Given task
Rewrite each line of the entries below as a string in a JSON list, one string per line, leaving out blank lines and the pictures.

Given data
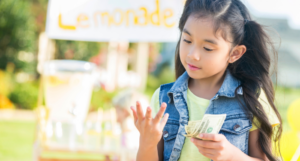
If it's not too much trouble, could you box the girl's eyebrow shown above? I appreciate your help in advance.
[182,28,192,36]
[182,28,218,45]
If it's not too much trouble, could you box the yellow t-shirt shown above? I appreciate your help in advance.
[150,88,279,161]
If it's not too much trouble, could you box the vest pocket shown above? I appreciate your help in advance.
[162,118,179,160]
[221,113,252,135]
[220,113,252,154]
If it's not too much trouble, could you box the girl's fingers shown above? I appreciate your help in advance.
[153,103,167,123]
[136,101,144,120]
[160,113,169,130]
[130,106,138,123]
[145,107,152,123]
[191,138,220,149]
[199,133,226,141]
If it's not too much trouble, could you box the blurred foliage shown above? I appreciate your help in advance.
[0,0,37,72]
[8,82,38,109]
[145,67,175,98]
[0,70,14,109]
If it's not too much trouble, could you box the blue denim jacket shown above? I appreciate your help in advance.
[159,70,252,161]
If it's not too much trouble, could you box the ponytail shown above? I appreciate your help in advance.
[175,0,282,161]
[228,21,282,161]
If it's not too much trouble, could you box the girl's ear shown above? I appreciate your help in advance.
[228,45,247,63]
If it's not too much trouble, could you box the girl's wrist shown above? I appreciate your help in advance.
[228,148,262,161]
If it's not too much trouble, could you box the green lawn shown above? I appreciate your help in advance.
[0,121,35,161]
[0,87,300,161]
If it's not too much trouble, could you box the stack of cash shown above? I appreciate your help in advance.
[185,114,226,139]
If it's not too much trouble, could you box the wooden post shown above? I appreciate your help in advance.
[106,42,129,91]
[134,42,149,91]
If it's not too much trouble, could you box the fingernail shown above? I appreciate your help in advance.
[191,138,194,142]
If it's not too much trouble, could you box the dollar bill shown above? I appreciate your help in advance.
[185,114,226,139]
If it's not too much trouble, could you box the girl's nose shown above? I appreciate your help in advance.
[188,48,200,61]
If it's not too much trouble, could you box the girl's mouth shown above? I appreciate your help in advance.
[188,64,201,70]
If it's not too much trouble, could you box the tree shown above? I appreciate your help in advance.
[0,0,37,72]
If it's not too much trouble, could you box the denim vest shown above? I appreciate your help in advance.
[159,70,252,161]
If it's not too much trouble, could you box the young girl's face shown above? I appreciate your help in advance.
[179,16,232,79]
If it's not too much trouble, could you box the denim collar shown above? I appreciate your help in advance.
[168,70,243,100]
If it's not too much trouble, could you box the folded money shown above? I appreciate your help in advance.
[184,114,226,139]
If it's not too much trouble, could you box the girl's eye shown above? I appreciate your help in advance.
[203,47,213,51]
[183,39,192,44]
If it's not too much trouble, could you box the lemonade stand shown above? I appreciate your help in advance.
[33,0,185,161]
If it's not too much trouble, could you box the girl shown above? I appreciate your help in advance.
[132,0,282,161]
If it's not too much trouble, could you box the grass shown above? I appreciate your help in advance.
[0,121,35,161]
[0,87,300,161]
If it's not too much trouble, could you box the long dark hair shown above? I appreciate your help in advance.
[175,0,282,161]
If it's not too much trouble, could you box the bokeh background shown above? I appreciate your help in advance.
[0,0,300,161]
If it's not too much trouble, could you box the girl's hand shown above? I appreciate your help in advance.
[191,134,239,161]
[131,102,169,148]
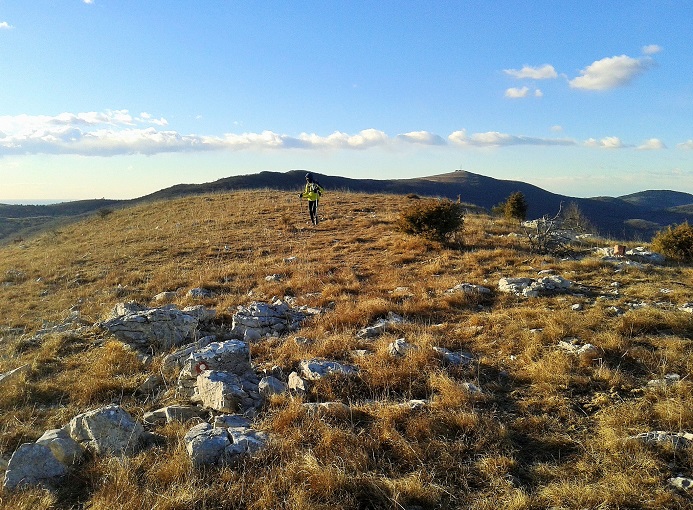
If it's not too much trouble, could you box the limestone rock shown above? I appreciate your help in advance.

Task response
[
  "If it's not too much trouble, could you box the girl's eyebrow shown above? I appreciate your help in advance.",
  "[182,28,192,36]",
  "[182,28,218,45]",
  "If it's not too much trouble, could you box the yellow t-shirt shown above? I appreciate your help in advance.",
  "[150,88,279,161]",
  "If it's not too much trouble, could you box the vest pocket shown above? I appreciate your help in advance.",
  "[162,118,179,160]",
  "[221,113,252,135]",
  "[220,113,252,154]",
  "If it's not too much trouble, could you box the girl's fingers shown above? I appreciate your help in advance.",
  "[153,103,167,123]",
  "[136,101,144,120]",
  "[160,113,169,130]",
  "[130,106,138,123]",
  "[145,107,152,123]",
  "[191,138,220,149]",
  "[199,133,226,141]",
  "If it's not too much trouble, could you box the blurred foliage shown above? I appreciate your help in advance.",
  "[0,0,37,72]",
  "[8,82,38,109]",
  "[145,67,175,98]",
  "[0,70,14,109]",
  "If it's not too much trouble, could you box the blue denim jacket shown above? I appreciate your help in advance.",
  "[159,70,252,161]",
  "If it's not too much trouble, could you box the ponytail shown above? I appreciate your help in advance.",
  "[175,0,282,161]",
  "[228,21,282,161]",
  "If it's not too much trouble, could you box the girl's ear shown above? I appreciate your help in advance.",
  "[228,45,247,63]",
  "If it's not too much trouble, could you box the girl's wrist shown above? I appreciate your help in advance.",
  "[228,148,262,161]",
  "If it's not too much trouble, could you box the green lawn shown above? I appreciate your help in advance.",
  "[0,121,35,161]",
  "[0,87,300,161]",
  "If it's not too much trouble, could you box the stack of cash shown above? I appreciate your help in advance.",
  "[185,114,226,139]",
  "If it's not too much trouble, could you box the wooden post shown above? I appreciate your help in advance.",
  "[106,42,129,91]",
  "[134,42,149,91]",
  "If it's not too much trouble, could you box the fingernail shown above? I appreciate your help in advance.",
  "[191,138,194,142]",
  "If it's not too much trouble, could you box the dollar bill shown above? I appreciate your help in advance.",
  "[185,114,226,139]",
  "If it's not too much trouble, could you box the girl's nose shown above? I appreciate your help in advance.",
  "[188,48,200,61]",
  "If it's not too much trouble, could you box the girl's mouth shown above? I appreciate your help in advance.",
  "[188,64,201,70]",
  "If it's not too much trouble, could you box the tree shown above? I appreciate your help in advance.",
  "[0,0,37,72]",
  "If it's not too much trouble, could you box the denim vest shown above? I appreciate your help in advance.",
  "[159,70,252,161]",
  "If it's not too much trouble, could you box the young girl's face shown above? I appreciate your help in advance.",
  "[179,16,232,79]",
  "If it's not too much trouble, could you box the denim collar shown above? I appreciate your help in advance.",
  "[168,70,243,100]",
  "If it's not too much trouble, could you box the folded money shown above? I appreciate your help in advance.",
  "[184,114,226,139]",
  "If it's not too much trouble, could you box the girl's eye shown above? I appreciate your help in advance.",
  "[203,47,213,51]",
  "[183,39,192,44]",
  "If it's not too much trouble, could you box the lemonade stand shown above? I appreciate your help in advance.",
  "[33,0,185,161]",
  "If it's not too much trouble, could you box the girl shown above? I appreciate your help in advance.",
  "[132,0,282,161]",
  "If it's not too much trouble, could you box the grass shown above? I appreciate your help in advance.",
  "[0,121,35,161]",
  "[0,87,300,161]",
  "If it's not too much trouble, could you box the long dark hair shown above? I appreciate your help in advance.",
  "[175,0,282,161]",
  "If it's not too much trouble, could you box the bokeh background shown above? I appreciate your help in advance.",
  "[0,0,300,161]",
  "If it's not too much trouble, could you box the girl's hand shown above? I appreciate your help in advance.",
  "[191,134,239,161]",
  "[131,102,169,148]",
  "If it's not too much trouble, could you box the limestone rock shown above? I appreciate your help in advance."
]